(Stored items from a collection)

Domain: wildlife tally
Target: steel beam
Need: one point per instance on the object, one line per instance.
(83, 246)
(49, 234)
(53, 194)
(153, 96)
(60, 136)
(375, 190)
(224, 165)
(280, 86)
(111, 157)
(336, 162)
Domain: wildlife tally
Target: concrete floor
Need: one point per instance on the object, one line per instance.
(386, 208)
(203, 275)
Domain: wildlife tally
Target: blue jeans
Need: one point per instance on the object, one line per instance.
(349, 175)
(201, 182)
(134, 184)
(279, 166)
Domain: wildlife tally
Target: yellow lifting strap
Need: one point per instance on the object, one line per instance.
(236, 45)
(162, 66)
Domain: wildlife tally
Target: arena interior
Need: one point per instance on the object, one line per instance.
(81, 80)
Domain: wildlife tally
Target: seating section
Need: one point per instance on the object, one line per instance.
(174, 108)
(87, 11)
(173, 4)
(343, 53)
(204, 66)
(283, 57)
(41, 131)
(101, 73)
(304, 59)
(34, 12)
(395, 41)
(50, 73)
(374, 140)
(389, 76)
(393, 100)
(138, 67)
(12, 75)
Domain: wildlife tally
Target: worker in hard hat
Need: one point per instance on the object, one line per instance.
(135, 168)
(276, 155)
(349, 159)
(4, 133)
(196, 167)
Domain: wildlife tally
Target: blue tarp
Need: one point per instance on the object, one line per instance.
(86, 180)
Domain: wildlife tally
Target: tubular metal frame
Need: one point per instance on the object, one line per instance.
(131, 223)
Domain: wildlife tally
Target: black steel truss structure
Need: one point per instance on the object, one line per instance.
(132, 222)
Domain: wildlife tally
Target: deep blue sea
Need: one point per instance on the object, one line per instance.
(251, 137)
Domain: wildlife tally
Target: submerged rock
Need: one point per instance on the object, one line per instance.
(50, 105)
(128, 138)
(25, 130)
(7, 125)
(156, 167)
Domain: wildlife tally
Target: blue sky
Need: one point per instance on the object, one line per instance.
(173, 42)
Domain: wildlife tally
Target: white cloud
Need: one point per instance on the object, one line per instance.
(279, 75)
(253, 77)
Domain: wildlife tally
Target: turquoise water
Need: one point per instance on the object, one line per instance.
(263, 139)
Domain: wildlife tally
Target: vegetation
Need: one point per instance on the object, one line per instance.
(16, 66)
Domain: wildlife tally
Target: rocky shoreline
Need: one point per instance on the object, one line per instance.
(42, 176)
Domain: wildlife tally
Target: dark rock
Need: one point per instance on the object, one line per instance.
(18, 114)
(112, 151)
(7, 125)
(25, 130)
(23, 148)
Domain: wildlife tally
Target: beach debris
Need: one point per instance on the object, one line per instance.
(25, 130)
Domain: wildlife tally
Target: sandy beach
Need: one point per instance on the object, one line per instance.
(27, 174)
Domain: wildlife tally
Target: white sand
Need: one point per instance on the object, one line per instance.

== GIVEN INSTRUCTION ==
Reproduce the entries above in full, verbatim.

== FULL ANSWER ==
Domain: wildlife tally
Target: steel beam
Need: one point per instance on the object, one line per instance.
(83, 246)
(49, 234)
(53, 194)
(153, 96)
(60, 136)
(375, 190)
(224, 165)
(280, 86)
(111, 157)
(336, 162)
Domain: wildlife tally
Target: concrete floor
Need: one point per instance on the object, one line per instance.
(386, 208)
(203, 275)
Domain: wildlife tally
Target: blue jeans
Need: one point per instance on the object, one line per instance.
(349, 175)
(201, 182)
(134, 184)
(279, 166)
Domain: wildlife tally
Target: yellow lifting strap
Need: one point per instance on the object, one line per instance.
(236, 45)
(162, 66)
Domain: wildlife tally
Target: arena interior
Need: one point per instance on the object, one line per instance.
(81, 80)
Domain: wildlife tally
Target: seating section
Need: one point per instance on the object, one line per instance.
(174, 108)
(87, 11)
(173, 4)
(343, 53)
(204, 66)
(283, 57)
(41, 131)
(101, 73)
(304, 59)
(34, 12)
(395, 41)
(50, 73)
(374, 140)
(389, 76)
(393, 100)
(138, 67)
(12, 75)
Domain: wildlife tally
Target: worker in hard hat
Need: one point per instance on the object, one line per instance.
(135, 168)
(276, 155)
(349, 159)
(4, 133)
(196, 167)
Domain: wildlife tally
Target: blue tarp
Need: one point per instance on the object, one line per instance.
(86, 180)
Domain: wildlife tally
Target: tubular metal frame
Need: one point per instance on the object, one line per instance.
(131, 223)
Domain: wildlife tally
Target: black steel truss structure
Need: one point per instance on the object, one line per instance.
(132, 222)
Domain: wildlife tally
Target: deep blue sea
Need: one point per instance on the object, one line per instance.
(251, 137)
Domain: wildlife tally
Target: submerged rock
Need: one point per instance on the object, one line per instance.
(50, 105)
(128, 138)
(25, 130)
(7, 125)
(156, 167)
Domain: wildlife tally
Target: blue sky
Need: one point per instance on the object, one line per instance.
(173, 42)
Domain: wildlife tally
Target: white cloud
Need: one point per instance on the object, one line per instance.
(279, 75)
(253, 77)
Domain: wildlife tally
Target: turquoise water
Need: one point per instance on the object, one line per instance.
(263, 139)
Domain: wildlife tally
Target: vegetation
Need: one point per instance on the object, one line per instance.
(16, 66)
Domain: wildlife tally
Target: rocky shoreline
Need: one point per instance on the object, one line per instance.
(42, 176)
Domain: wildlife tally
Target: dark rock
Need: one point per instance on the object, one line per instance.
(18, 114)
(112, 151)
(7, 125)
(25, 130)
(23, 148)
Domain: wildlife tally
Target: beach debris
Need: one point per instance on the object, one line per instance.
(25, 130)
Domain: wildlife tally
Target: sandy beach
Need: one point per instance on the object, one line per instance.
(27, 174)
Domain: wildlife tally
Target: white sand
Need: one point per instance on the object, one line per instance.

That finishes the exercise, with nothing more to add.